[Task statement] Rewrite everything from the line containing "Locate black bag" down to the line containing "[919,441,1345,893]", requests included, scaling each bounding-box coordinate in the answers by 1.85 and rounding to the nearest whole number, with halves rounded up.

---------- Source data ----------

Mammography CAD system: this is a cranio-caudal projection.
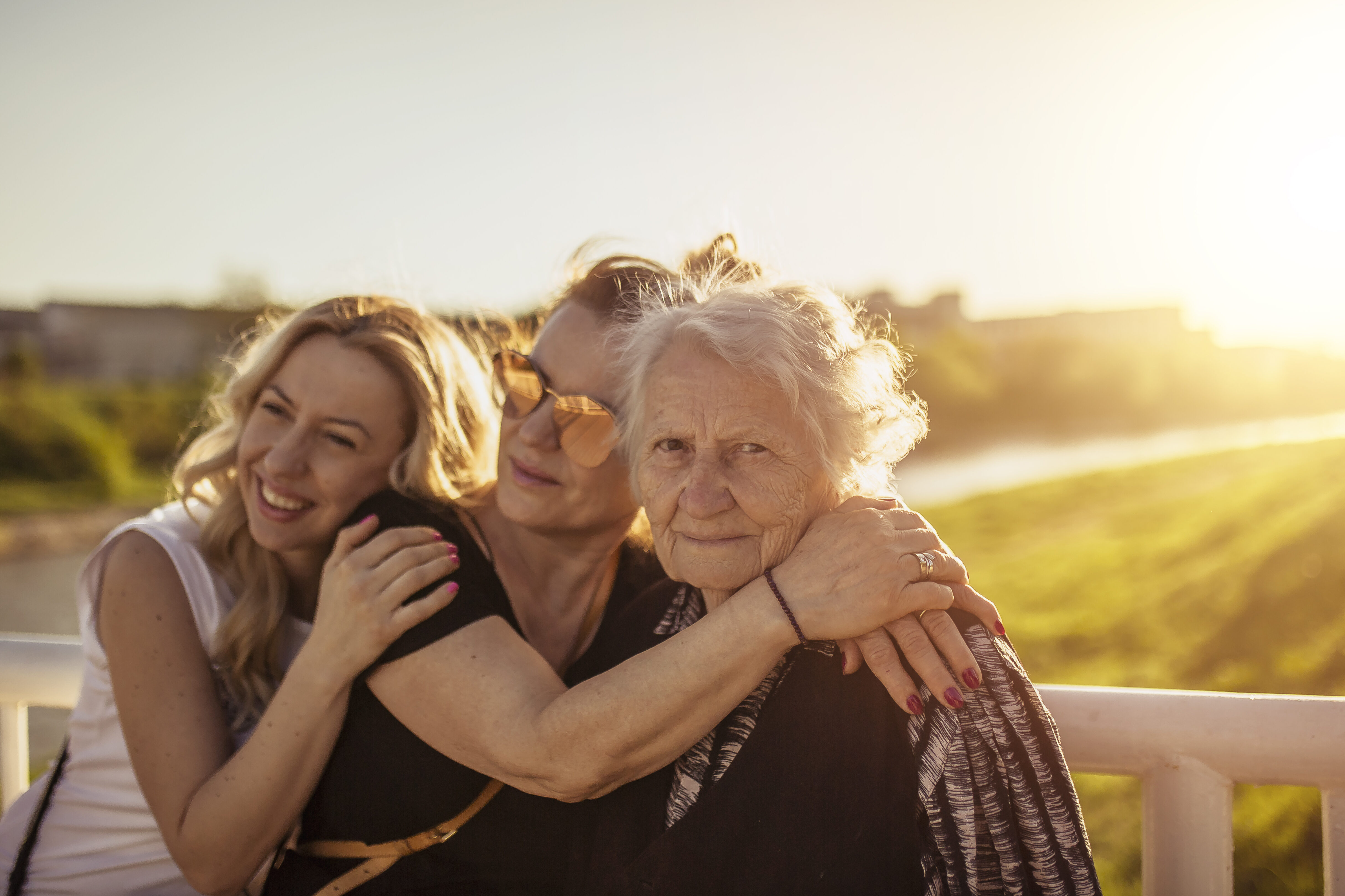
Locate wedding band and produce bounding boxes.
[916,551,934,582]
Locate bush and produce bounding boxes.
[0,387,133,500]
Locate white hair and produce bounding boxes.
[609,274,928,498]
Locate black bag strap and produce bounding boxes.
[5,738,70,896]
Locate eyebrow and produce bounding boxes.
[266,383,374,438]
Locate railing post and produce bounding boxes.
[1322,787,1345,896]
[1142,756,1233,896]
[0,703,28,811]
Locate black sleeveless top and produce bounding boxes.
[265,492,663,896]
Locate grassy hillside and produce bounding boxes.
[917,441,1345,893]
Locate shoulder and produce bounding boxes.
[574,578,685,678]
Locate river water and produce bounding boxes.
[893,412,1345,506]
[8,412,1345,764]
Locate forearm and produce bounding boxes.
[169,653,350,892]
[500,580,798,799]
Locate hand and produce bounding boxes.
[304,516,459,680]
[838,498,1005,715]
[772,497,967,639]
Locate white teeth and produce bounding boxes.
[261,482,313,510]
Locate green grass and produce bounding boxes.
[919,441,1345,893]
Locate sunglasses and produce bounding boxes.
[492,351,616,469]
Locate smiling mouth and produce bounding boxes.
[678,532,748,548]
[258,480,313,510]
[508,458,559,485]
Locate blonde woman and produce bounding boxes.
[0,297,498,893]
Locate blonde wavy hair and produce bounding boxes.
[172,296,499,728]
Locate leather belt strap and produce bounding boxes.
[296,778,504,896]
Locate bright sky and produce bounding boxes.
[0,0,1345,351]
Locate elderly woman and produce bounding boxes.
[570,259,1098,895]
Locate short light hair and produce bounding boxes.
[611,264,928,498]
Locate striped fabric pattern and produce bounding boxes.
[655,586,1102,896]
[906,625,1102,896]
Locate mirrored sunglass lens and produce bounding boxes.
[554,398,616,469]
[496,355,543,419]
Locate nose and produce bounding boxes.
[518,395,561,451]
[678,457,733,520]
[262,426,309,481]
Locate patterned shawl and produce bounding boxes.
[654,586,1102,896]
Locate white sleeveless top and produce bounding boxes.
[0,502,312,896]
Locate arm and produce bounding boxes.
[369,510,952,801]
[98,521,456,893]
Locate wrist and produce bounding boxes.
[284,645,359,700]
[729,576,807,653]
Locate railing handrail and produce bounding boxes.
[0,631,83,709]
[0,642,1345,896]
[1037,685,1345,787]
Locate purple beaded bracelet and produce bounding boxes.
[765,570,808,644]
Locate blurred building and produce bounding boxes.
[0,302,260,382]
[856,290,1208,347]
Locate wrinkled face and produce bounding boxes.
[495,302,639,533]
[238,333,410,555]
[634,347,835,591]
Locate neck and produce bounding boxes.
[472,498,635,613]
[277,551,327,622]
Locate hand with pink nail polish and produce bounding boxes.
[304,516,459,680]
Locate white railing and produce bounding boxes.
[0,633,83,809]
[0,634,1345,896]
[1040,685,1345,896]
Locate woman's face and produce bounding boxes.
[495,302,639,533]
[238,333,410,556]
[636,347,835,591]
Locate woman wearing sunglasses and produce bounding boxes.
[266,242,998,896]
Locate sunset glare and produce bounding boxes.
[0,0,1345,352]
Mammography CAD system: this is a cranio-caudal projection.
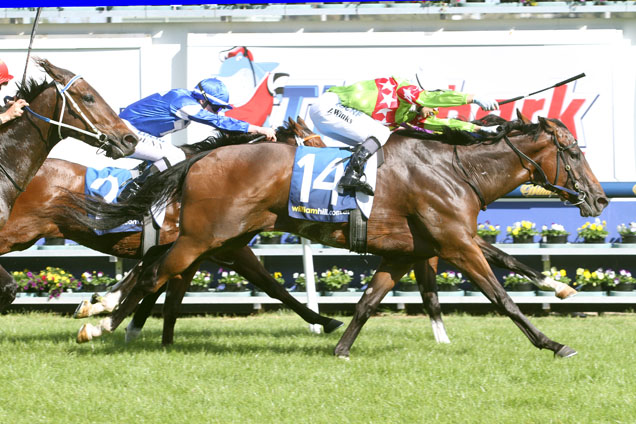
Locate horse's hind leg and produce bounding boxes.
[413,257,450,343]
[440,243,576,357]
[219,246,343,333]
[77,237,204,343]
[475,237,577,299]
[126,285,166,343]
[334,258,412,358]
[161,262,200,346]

----------

[Finished answer]
Locate black bag strap and produce bounding boxes.
[9,1365,130,1658]
Locate eyebrow and produce bounding boxes.
[492,709,692,810]
Locate railing post and produce bounding boxes.
[2446,1456,2488,1658]
[2113,1399,2281,1658]
[0,1301,52,1500]
Locate black sleeveless top and produce bounding boxes.
[490,910,1227,1658]
Locate grassy hillside and produce bounding boxes.
[1696,816,2488,1652]
Locate shoulder and produce bounding boxes.
[1062,1069,1267,1254]
Locate river water and produce bounding boxes.
[1652,762,2488,936]
[15,762,2488,1413]
Locate forearm and produce bounding boxes.
[313,1208,648,1650]
[925,1073,1476,1478]
Locate hand and produce bounding boxes.
[562,955,849,1258]
[1550,921,1859,1323]
[1428,919,1789,1182]
Locate white teeth and produce bounding boxes.
[483,892,579,944]
Locate green grass and produce bounding boxes.
[1700,816,2488,1652]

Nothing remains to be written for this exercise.